_Text segment_:
┄┄┄┄┄┄┄┄┄┄┄┄┄┄┄┄┄┄┄┄

To follow up on this article, you can practice hands-on exercises with our Introduction to PySpark course, which will open doors for you in the area of parallel computing. The ability to analyze data and train machine learning models on large-scale datasets is a valuable skill to have, and having the expertise to work with big data frameworks like Apache Spark will set you apart from others in the field. If you're new to PySpark and want a detailed learning plan, be sure to check out our guide, How to Learn PySpark From Scratch in 2026.

TL;DR

  • PySpark is Python's interface to Apache Spark for distributed big data processing

  • Install with pip install pyspark (requires Java 11+ and Python 3.7+)

  • Create a SparkSession to start working with Spark DataFrames

  • Use RFM (Recency, Frequency, Monetary) modeling for customer segmentation

  • K-Means clustering identifies customer segments based on purchase behavior

  • PySpark handles datasets too large for pandas or single-machine processing

What is Apache Spark?

Apache Spark is a distributed processing system used to perform big data and machine learning tasks on large datasets. With Apache Spark, users can run queries and machine learning workflows on petabytes of data, which is impossible to do on your local device.

This framework is even faster than previous data processing engines like Hadoop, and has increased in popularity since its release in 2014. Companies like IBM, Amazon, and Yahoo are using Apache Spark as their computational framework.

For a deep dive into how Spark distributes work across a cluster, see our Apache Spark architecture guide.

Learn PySpark From Scratch

Learn how to leverage large datasets and machine learning.

What is PySpark?

PySpark is an interface for Apache Spark in Python. With PySpark, you can write Python and SQL-like commands to manipulate and analyze data in a distributed processing environment. Using PySpark, data scientists manipulate data, build machine learning pipelines, and tune models.

Most data scientists and analysts are familiar with Python and use it to implement machine learning workflows. PySpark allows them to work with a familiar language on large-scale distributed datasets. Apache Spark can also be used with other data science programming languages like R. If this is something you are interested in learning, the Introduction to Spark with sparklyr in R course is a great place to start.

RDDs vs DataFrames in PySpark

PySpark gives you two ways to represent distributed data. Understanding which to use is one of the first questions a new PySpark user faces.

┄┄┄┄┄┄┄┄┄┄┄┄┄┄┄┄┄┄┄┄

_Short exercise_: In the PySpark text above, how would the paragraph starting "PySpark is an interface for Apache Spark in Python" read as a short bulleted list that keeps its main facts?

_Available data_:
┄┄┄┄┄┄┄┄┄┄┄┄┄┄┄┄┄┄┄┄

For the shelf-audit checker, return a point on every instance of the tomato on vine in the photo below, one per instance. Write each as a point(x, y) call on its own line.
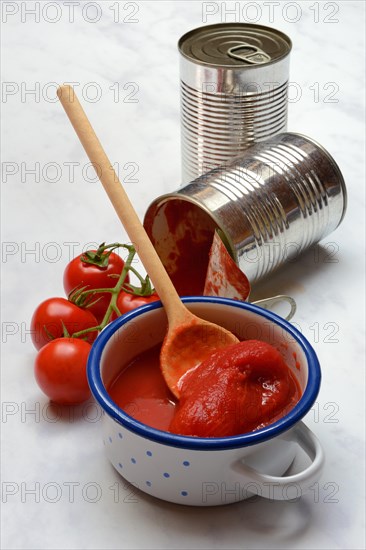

┄┄┄┄┄┄┄┄┄┄┄┄┄┄┄┄┄┄┄┄

_Solution to the exercise_:
- PySpark is a Python interface for Apache Spark.
- It lets you manipulate and analyze data with Python and SQL-like commands in a distributed processing environment.
- Data scientists use it to manipulate data, build machine learning pipelines, and tune models.